* [OBJECTIVE] Give every entry again, word for word and in full.

* [MATERIAL TO PROCESS]
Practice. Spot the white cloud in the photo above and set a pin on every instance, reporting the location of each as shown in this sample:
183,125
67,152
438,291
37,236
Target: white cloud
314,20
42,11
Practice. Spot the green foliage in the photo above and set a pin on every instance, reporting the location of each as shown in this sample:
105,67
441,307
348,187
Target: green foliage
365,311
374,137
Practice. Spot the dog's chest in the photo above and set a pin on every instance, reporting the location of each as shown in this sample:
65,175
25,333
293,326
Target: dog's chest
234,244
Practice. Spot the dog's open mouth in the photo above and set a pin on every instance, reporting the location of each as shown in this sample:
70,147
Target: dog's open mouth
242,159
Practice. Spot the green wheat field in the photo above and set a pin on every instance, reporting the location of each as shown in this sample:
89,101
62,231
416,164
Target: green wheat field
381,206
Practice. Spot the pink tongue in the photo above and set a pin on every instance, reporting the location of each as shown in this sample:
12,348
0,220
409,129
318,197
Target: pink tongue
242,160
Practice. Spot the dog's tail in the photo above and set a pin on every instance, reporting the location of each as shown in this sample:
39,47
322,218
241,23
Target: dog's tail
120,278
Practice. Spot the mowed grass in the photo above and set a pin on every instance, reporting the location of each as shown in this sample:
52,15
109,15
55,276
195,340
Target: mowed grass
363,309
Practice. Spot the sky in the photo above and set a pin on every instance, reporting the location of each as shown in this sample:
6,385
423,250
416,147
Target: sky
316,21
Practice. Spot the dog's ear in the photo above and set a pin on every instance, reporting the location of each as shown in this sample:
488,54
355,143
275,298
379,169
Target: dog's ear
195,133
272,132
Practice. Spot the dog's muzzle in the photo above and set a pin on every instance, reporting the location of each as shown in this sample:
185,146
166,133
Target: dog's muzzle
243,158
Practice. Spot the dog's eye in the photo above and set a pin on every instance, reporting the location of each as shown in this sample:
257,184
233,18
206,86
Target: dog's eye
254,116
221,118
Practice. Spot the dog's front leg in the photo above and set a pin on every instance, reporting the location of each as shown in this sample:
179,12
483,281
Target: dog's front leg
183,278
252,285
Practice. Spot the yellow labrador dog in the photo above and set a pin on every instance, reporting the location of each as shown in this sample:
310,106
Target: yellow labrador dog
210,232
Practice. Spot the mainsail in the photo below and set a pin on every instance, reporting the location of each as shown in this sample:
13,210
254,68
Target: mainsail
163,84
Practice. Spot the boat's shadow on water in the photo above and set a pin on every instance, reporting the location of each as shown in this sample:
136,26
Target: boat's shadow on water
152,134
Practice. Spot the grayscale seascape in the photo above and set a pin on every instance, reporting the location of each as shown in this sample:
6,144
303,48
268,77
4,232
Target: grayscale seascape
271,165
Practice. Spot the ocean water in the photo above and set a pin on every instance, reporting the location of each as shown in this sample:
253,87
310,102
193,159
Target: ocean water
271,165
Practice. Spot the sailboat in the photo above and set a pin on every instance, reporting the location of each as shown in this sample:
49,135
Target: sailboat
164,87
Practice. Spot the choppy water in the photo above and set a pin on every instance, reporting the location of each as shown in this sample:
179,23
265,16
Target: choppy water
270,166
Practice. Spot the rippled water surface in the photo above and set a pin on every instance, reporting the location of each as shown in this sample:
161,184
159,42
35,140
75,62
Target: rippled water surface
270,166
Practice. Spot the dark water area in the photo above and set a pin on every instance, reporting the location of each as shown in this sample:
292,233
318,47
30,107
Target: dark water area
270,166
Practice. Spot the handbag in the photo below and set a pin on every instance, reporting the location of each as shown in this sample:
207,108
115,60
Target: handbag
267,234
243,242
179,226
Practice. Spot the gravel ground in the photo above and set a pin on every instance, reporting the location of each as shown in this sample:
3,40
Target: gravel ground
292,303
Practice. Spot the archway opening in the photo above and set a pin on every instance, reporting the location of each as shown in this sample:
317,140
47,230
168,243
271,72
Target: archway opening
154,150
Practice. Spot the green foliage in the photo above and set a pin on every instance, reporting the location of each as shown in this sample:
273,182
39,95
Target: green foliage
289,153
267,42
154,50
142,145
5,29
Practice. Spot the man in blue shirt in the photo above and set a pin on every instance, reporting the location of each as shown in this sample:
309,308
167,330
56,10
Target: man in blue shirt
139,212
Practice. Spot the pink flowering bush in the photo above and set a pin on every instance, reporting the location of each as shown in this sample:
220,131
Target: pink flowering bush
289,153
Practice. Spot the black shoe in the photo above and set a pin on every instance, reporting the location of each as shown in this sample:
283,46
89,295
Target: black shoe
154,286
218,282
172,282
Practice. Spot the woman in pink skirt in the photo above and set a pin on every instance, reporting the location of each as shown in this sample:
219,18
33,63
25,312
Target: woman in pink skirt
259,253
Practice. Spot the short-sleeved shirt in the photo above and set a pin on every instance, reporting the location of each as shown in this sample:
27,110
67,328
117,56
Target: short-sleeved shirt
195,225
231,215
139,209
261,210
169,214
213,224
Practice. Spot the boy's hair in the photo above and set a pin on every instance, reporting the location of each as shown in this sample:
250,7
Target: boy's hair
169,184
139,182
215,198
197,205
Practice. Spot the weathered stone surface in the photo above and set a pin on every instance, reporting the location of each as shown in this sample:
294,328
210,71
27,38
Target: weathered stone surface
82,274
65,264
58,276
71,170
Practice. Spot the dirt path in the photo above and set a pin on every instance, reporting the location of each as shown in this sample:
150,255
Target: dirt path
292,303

* [THE RESPONSE]
Practice. Spot the white cloud in the photo above and set a pin on every instance, reporting the location of each as shown in this sample:
183,125
67,152
438,291
37,236
Target: white cloud
314,20
42,11
Practice. Spot the green foliage in the photo above and set a pin on every instance, reporting the location of each as shown in this sample:
105,67
441,307
348,187
Target: green foliage
365,311
374,137
Practice. Spot the dog's chest in the photo above and set a pin on every instance, reporting the location of each as shown in this sample:
65,175
25,333
293,326
Target: dog's chest
234,244
Practice. Spot the dog's open mouth in the photo above and set a pin on every instance, reporting the location of each as shown in this sample:
70,147
Target: dog's open mouth
242,159
Practice. Spot the green wheat field in the photo above and set a pin on every instance, reporting the location of each as shown in this sample:
89,101
62,231
416,164
Target: green wheat field
381,206
Practice. Spot the pink tongue in the photo above and set a pin on every instance, reporting the location of each as shown in this sample:
12,348
0,220
409,129
318,197
Target: pink tongue
242,160
Practice. Spot the dog's tail in the photo above and set a pin on every instance, reporting the location of each as shown in this sample:
39,47
322,218
241,23
Target: dog's tail
120,278
Practice. Spot the mowed grass in the photo above and set a pin on every instance, reporting the location of each as shown in this sample:
52,15
109,15
55,276
195,340
Target: mowed grass
363,309
Practice. Spot the sky in the photo above and set a pin on every instance, reporting the location of each as shown in this sample:
6,385
423,250
416,147
Target: sky
316,21
Practice. Spot the dog's ear in the photo above and set a pin on every instance, reporting the location of each as shown in this sample:
488,54
355,143
275,298
379,169
Target: dog's ear
195,133
272,132
Practice. Spot the dog's muzzle in the photo above and set a pin on every instance, reporting the location of each as shown in this sample:
185,146
166,133
Target: dog's muzzle
243,158
Practice. Spot the dog's eye in the photo above and set a pin on every instance, reporting the location of each as shown in this sample:
257,184
233,18
206,86
Target: dog's eye
254,116
221,118
Practice. Spot the dog's front leg in the photo above and set a pin on every instance, reporting the location of each as shown in this sample:
179,12
483,281
Target: dog's front leg
183,278
252,285
Practice. Spot the yellow labrador dog in the photo above and set a pin on every instance, reporting the location of each as shown in this sample:
310,106
Target: yellow labrador dog
210,232
Practice. Spot the mainsail in the photo below and set a pin on every instance, reporting the location of each as shown in this sample:
13,210
254,68
Target: mainsail
163,84
Practice. Spot the boat's shadow on water in the photo above and set a pin on every instance, reporting the location of each as shown in this sample:
136,26
Target: boat's shadow on water
152,134
Practice. Spot the grayscale seascape in the photo above and set a pin on every instance, reporting the location of each as shown in this sample:
6,144
303,48
268,77
4,232
Target: grayscale seascape
271,165
Practice. Spot the ocean water in the photo above and set a pin on every instance, reporting the location of each as shown in this sample:
253,87
310,102
193,159
Target: ocean water
271,165
Practice. Spot the sailboat in the photo above and set a pin on every instance, reporting the location of each as shown in this sample:
49,135
Target: sailboat
164,87
Practice. Spot the choppy water in the photo above and set a pin on every instance, reporting the location of each as shown in this sample:
179,23
265,16
Target: choppy water
270,166
Practice. Spot the rippled water surface in the photo above and set a pin on every instance, reporting the location of each as shown in this sample:
161,184
159,42
35,140
75,62
Target: rippled water surface
270,166
Practice. Spot the dark water area in the photo above and set a pin on every instance, reporting the location of each as shown in this sample:
292,233
318,47
30,107
Target: dark water area
270,166
Practice. Spot the handbag in the photo below and set a pin on every instance, reporting the location of each as shown in this sample:
207,108
115,60
Target: handbag
267,234
243,242
179,226
Practice. Spot the gravel ground in the photo above and set a pin on every instance, reporting the location of each as shown in this sample:
3,40
Target: gravel ground
292,303
Practice. Spot the archway opening in the photo above and set a pin on every instance, reporting the location of each as shown in this sample:
317,140
47,230
168,243
271,72
Target: archway opening
154,150
Practice. Spot the green foliage in the photo above and set a pin on every instance, reporting the location of each as shown in this sample:
273,182
39,95
Target: green foliage
289,153
267,42
154,50
142,145
5,29
Practice. Spot the man in blue shirt in the photo above and set a pin on every instance, reporting the location of each as shown in this sample:
309,308
167,330
56,10
Target: man in blue shirt
139,212
Practice. Spot the pink flowering bush in the photo above and set a pin on every instance, reporting the location of each as shown in this sample:
220,131
Target: pink flowering bush
289,153
Practice. Spot the black shoe in the photo above and set a pin on every instance, reporting the location of each as shown in this sample:
283,46
89,295
Target: black shoe
154,286
218,282
172,282
Practice. Spot the woman in pink skirt in the photo above and set a pin on every instance, reporting the location of each as shown in this sample:
219,18
33,63
25,312
Target: woman in pink skirt
259,253
Practice. Spot the short-sleeved shirt in the photo above and set a pin on every instance, reporting the location of each as shown in this sample:
27,110
67,328
117,56
Target: short-sleeved shirt
195,225
231,215
139,209
261,210
169,214
213,224
Practice. Spot the boy's hair in the photo above and set a pin on every instance, reporting the location of each as shown in this sample:
250,7
Target: boy's hair
169,184
139,182
215,198
197,205
Practice. Spot the weathered stone surface in the photo above and set a pin on every instance, reporting the location of each as shown in this sample:
294,328
210,71
27,38
Target: weathered stone surface
82,274
65,264
58,276
71,170
Practice. Spot the dirt path in the photo above and set a pin on every instance, reporting the location of each as shown in this sample:
150,255
Target: dirt path
292,303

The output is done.